Supplied records Start Marker

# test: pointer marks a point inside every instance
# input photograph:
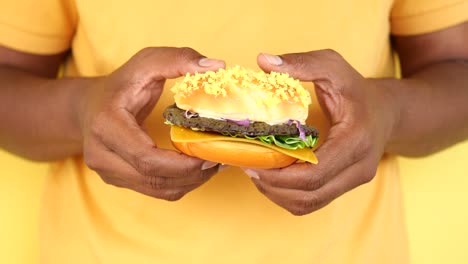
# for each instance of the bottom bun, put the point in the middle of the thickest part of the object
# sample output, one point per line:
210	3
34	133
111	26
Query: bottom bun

Supplied records End Marker

Prompt: Check each line of the records for "point" and copy the ones that contain it.

Your response:
# test: pointer marks a point inside every instance
# for each instance of the bottom bun, put the point in the middle of the thickest part of the object
# sample output, one point per line:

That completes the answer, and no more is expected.